> **Excerpt to read**:
Hernando County Sheriff's Office
|Hernando County Sheriff's Office|
|Logo of the Hernando County Sheriff's Office.|
|Legal personality||Governmental: Government agency|
|Operations jurisdiction*||County (US) of Hernando in the state of Florida, United States|
|Agency executive||Al Nienhuis, Sheriff|
|* Divisional agency: Division of the country, over which the agency has usual operational jurisdiction.|
The Hernando County Sheriff's Office (HCSO) is an accredited law enforcement agency responsible for Hernando County, Florida. The current Sheriff is Al Nienhuis, who was appointed by Governor Charlie Crist on January 1, 2011.
The HCSO is divided into three bureaus: Administration, Services, and Operations. Each bureau contains multiple divisions and sections pertinent to their functions and responsibilities. They are typically commanded by a Major, except for the Administration Bureau which is headed by the Sheriff and Chief Deputy.
The Administration Bureau is responsible for all internal affairs including (although not limited to):
- Fiscal Affairs
- Technical services (ensuring the operation of the Sheriff Office's computer network, including the Computer-Assisted Dispatch system)

> **Data records**:

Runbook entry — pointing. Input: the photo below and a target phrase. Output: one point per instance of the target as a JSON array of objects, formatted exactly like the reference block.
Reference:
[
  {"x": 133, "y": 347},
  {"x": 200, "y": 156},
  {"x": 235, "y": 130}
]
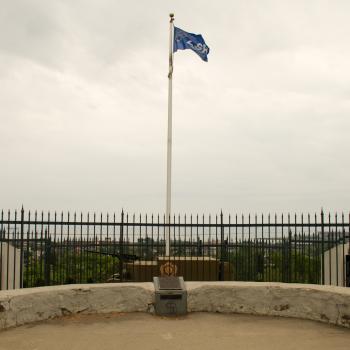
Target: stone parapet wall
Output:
[
  {"x": 321, "y": 303},
  {"x": 306, "y": 301},
  {"x": 22, "y": 306}
]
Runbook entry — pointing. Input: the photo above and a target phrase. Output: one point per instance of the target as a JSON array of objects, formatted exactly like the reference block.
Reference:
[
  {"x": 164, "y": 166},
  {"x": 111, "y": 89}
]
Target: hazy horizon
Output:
[{"x": 262, "y": 127}]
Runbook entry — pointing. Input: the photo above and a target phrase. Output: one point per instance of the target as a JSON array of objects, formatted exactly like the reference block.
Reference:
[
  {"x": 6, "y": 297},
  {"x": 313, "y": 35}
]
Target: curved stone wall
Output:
[{"x": 321, "y": 303}]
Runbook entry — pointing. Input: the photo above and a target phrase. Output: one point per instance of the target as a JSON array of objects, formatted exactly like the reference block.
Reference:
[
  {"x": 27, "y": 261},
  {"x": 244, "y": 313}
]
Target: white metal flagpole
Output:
[{"x": 169, "y": 143}]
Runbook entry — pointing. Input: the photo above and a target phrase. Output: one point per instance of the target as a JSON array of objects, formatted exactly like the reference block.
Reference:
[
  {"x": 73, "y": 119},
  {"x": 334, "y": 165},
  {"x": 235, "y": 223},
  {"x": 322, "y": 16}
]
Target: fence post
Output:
[
  {"x": 21, "y": 257},
  {"x": 322, "y": 245},
  {"x": 290, "y": 264},
  {"x": 121, "y": 250},
  {"x": 222, "y": 264}
]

> **What is being asked**:
According to the sheriff's office text, who appointed Al Nienhuis as Sheriff, and on what date? Answer from the text alone, without the records.

> **Exercise response**:
Governor Charlie Crist appointed him on January 1, 2011.